Excerpted passage
# # #

# 7 late night saugeye



## st.slippy (Oct 3, 2008)

Well ended up meeting my brother and a fellow OGF'er at one of my super secret spots We all fished til about 115am when my brother and buddy decided to leave, so I let my one keeper go. My buddy had 2 eyes and I had 2. I went back to the car and picked up my new waders from my brother and decided I would just carry one rod and bait back and see if I could pick up a few more. I casted for about 20 minutes with nothing then got one about 16" next cast an 18"er few casts later another 16". Ended up getting two more a little later. Got 5 fish in about 35 minutes. All of my fish were caught on big joshy's swims. Sunrise an slims were my 2 lures. They held up really well as I went through 2 on the night, and the first got it's tail bit off. I guess patience and perserverence payed off. Have some pics of the later fish, cause I knew my buddy wouldn't believe me, but don't want to give up the super secret spot Wish I had kept the first fish, but all ended up swimming.

# # #

Dataset records
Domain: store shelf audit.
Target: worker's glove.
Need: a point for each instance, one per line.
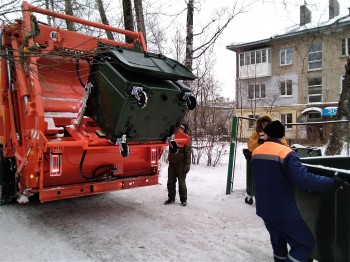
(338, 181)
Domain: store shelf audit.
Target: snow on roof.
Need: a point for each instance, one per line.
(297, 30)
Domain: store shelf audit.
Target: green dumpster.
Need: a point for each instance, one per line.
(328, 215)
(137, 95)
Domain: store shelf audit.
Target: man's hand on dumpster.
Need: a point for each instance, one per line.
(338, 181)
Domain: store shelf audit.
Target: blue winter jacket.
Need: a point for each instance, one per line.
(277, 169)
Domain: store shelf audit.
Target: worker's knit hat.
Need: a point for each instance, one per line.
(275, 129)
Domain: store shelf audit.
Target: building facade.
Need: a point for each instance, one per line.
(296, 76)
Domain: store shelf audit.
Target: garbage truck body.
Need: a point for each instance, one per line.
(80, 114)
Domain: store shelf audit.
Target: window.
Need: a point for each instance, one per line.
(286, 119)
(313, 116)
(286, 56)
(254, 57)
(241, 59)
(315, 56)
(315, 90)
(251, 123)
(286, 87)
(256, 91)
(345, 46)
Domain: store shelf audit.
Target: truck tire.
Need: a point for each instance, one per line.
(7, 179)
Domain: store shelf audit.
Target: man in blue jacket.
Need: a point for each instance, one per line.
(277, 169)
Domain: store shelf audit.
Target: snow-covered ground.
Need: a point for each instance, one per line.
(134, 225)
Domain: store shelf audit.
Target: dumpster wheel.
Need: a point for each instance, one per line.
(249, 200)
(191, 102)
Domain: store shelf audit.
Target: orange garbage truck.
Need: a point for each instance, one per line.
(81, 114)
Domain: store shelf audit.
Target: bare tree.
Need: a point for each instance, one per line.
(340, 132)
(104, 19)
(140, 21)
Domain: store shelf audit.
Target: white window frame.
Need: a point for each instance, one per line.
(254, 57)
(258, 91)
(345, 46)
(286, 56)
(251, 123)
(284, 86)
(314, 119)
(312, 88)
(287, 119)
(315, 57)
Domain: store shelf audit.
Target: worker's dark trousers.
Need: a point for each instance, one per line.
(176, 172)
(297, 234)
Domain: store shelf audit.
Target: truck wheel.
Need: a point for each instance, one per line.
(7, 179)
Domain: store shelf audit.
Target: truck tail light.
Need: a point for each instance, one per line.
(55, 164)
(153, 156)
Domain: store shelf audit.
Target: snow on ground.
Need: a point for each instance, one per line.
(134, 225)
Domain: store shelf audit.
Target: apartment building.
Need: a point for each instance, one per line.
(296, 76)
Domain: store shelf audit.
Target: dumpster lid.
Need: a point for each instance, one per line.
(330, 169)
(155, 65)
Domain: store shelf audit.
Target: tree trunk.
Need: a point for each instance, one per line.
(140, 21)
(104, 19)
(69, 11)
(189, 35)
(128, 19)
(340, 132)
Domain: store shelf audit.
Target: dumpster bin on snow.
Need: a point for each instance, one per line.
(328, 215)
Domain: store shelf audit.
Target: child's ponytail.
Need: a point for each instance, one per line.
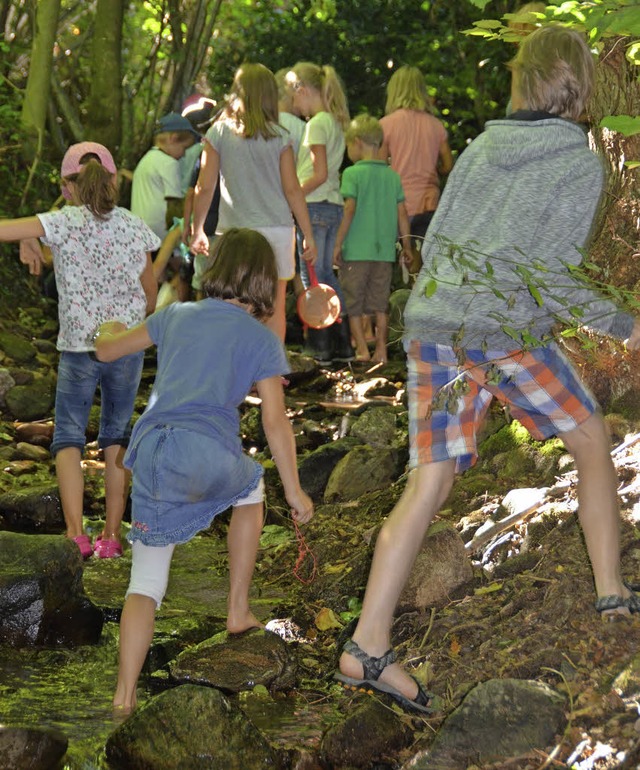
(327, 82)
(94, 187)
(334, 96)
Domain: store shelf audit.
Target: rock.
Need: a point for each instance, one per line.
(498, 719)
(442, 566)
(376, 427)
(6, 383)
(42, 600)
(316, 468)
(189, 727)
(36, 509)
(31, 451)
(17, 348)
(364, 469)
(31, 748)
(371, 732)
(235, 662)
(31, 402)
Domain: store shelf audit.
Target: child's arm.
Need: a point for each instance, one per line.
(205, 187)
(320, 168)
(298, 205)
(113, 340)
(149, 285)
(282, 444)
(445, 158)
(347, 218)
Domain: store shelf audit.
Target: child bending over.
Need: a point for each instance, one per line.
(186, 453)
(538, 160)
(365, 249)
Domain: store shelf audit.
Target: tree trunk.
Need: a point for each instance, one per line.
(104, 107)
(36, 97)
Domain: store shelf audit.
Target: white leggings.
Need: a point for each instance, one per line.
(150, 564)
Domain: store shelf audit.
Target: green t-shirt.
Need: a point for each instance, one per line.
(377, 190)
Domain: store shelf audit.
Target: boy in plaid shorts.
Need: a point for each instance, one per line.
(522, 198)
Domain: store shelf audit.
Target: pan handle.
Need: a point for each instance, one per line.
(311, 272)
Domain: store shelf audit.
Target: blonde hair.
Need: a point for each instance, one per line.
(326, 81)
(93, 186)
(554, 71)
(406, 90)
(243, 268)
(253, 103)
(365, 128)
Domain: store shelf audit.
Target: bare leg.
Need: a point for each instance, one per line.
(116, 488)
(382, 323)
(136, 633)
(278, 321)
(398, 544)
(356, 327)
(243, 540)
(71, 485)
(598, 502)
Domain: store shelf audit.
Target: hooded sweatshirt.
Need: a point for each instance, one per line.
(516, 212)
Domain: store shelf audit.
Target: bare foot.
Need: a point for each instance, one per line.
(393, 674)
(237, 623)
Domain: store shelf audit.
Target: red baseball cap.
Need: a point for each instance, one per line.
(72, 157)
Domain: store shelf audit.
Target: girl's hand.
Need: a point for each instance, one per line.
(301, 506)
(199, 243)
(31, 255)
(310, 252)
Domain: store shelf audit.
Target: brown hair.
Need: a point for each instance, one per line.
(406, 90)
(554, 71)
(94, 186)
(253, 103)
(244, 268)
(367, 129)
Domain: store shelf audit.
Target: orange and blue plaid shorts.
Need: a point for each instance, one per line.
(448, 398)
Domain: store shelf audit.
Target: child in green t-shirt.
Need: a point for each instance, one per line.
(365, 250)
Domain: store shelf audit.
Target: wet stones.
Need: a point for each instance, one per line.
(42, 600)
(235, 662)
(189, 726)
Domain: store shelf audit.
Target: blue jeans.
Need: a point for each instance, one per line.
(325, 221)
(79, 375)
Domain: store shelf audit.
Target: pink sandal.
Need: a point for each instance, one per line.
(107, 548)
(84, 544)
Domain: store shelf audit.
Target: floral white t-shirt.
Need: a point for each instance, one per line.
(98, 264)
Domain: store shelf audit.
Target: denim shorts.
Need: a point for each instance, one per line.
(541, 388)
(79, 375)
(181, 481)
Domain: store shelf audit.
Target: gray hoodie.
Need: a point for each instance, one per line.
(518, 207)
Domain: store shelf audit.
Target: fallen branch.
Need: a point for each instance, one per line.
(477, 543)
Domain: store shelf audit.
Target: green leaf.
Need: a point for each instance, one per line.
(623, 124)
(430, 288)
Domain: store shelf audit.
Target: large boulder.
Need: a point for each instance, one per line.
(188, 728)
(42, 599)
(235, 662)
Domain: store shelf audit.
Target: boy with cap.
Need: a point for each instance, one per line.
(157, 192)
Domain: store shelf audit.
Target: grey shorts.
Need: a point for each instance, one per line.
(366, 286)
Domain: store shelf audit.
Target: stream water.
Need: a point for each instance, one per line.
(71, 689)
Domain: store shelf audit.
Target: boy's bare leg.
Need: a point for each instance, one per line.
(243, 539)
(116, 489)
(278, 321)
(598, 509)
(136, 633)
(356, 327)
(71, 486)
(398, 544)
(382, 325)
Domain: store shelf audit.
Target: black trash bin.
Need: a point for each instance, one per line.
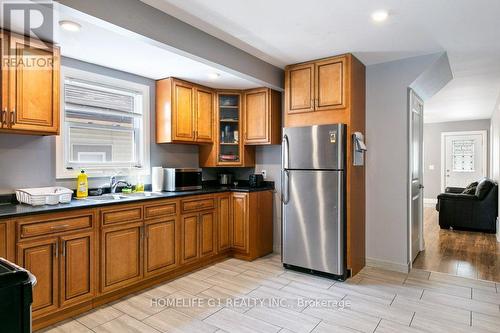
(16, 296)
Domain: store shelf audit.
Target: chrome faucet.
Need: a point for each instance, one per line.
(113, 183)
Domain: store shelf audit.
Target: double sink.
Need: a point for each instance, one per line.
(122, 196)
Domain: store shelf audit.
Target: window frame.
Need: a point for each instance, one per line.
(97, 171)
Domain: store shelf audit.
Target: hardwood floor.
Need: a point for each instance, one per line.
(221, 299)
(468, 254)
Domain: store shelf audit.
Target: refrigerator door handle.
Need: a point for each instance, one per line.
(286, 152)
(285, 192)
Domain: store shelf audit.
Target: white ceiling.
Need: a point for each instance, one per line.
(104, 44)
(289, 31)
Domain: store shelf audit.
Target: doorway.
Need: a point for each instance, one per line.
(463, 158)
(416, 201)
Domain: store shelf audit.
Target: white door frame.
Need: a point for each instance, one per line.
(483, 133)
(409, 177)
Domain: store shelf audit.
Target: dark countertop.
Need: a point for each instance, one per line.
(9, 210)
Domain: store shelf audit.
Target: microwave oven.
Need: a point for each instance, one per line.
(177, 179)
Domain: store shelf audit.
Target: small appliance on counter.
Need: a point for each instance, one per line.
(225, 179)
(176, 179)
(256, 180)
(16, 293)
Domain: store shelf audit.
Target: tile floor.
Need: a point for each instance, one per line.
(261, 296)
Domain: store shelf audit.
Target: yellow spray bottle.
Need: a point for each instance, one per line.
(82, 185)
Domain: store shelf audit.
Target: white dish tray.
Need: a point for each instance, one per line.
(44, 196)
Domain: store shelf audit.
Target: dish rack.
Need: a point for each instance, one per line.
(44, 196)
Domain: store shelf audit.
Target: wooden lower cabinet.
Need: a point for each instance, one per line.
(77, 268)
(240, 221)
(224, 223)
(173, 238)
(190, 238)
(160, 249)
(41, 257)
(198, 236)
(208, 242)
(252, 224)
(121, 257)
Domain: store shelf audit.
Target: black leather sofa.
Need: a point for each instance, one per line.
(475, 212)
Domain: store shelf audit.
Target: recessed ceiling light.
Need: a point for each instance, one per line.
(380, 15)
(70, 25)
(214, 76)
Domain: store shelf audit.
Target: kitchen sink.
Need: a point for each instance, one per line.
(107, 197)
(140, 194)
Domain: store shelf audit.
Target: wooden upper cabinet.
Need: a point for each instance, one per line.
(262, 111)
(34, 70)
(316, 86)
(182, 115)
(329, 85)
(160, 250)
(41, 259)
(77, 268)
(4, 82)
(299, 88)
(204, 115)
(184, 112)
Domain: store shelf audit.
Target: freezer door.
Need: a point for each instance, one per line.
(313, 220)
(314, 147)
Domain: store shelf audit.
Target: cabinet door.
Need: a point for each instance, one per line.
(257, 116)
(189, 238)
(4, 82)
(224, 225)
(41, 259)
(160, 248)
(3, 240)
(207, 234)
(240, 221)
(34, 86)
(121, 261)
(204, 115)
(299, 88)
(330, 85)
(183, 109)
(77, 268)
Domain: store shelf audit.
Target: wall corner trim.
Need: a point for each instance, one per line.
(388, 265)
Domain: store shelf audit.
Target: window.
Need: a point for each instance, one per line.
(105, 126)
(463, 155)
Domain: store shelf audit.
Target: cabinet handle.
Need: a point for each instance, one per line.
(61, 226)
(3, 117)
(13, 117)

# # #

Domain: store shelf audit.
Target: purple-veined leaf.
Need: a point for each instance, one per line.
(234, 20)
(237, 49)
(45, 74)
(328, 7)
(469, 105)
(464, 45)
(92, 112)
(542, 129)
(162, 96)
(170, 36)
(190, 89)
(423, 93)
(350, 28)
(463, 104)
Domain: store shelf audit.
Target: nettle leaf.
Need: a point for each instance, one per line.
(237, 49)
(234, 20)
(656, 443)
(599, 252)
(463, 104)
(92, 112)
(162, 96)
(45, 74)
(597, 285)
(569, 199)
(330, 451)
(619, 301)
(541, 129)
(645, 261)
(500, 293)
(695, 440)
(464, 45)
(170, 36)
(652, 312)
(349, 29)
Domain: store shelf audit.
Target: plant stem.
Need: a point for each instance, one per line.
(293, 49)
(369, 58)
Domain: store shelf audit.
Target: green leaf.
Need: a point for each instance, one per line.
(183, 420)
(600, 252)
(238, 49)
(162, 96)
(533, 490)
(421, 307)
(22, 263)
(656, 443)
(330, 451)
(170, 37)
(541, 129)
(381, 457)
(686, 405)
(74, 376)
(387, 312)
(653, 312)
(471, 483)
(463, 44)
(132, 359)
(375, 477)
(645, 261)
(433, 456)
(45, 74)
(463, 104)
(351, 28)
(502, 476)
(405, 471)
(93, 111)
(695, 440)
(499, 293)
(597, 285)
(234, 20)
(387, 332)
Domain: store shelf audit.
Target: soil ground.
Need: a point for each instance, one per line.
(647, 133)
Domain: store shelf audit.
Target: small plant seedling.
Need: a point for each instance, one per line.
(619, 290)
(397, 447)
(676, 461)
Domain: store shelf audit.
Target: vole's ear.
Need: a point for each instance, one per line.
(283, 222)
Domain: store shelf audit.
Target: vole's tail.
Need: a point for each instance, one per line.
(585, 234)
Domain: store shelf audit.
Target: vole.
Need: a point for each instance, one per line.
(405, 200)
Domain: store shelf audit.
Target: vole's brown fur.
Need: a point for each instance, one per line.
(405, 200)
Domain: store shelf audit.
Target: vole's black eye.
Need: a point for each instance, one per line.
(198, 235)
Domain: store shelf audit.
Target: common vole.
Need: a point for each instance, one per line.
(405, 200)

# # #

Directions
1. Select every line of the rows above that contains the word "handle".
2. Carry on the forum post about the late-night saugeye outing from the point where it stops.

Final answers
1.
Target: pan handle.
Target: refrigerator door handle.
Target: cabinet handle.

2.
----------



## puterdude (Jan 27, 2006)

Great job slippy,the fall bite is going to be awesome


----------



## ironman172 (Apr 12, 2009)

Thanks for the report!!! Looks like I need to get out, but that is way past my bedtime


----------



## killingtime (Apr 29, 2009)

st.slippy said:


> Well ended up meeting my brother and a fellow OGF'er at one of my super secret spots We all fished til about 115am when my brother and buddy decided to leave, so I let my one keeper go. My buddy had 2 eyes and I had 2. I went back to the car and picked up my new waders from my brother and decided I would just carry one rod and bait back and see if I could pick up a few more. I casted for about 20 minutes with nothing then got one about 16" next cast an 18"er few casts later another 16". Ended up getting two more a little later. Got 5 fish in about 35 minutes. All of my fish were caught on big joshy's swims. Sunrise an slims were my 2 lures. They held up really well as I went through 2 on the night, and the first got it's tail bit off. I guess patience and perserverence payed off. Have some pics of the later fish, cause I knew my buddy wouldn't believe me, but don't want to give up the super secret spot Wish I had kept the first fish, but all ended up swimming.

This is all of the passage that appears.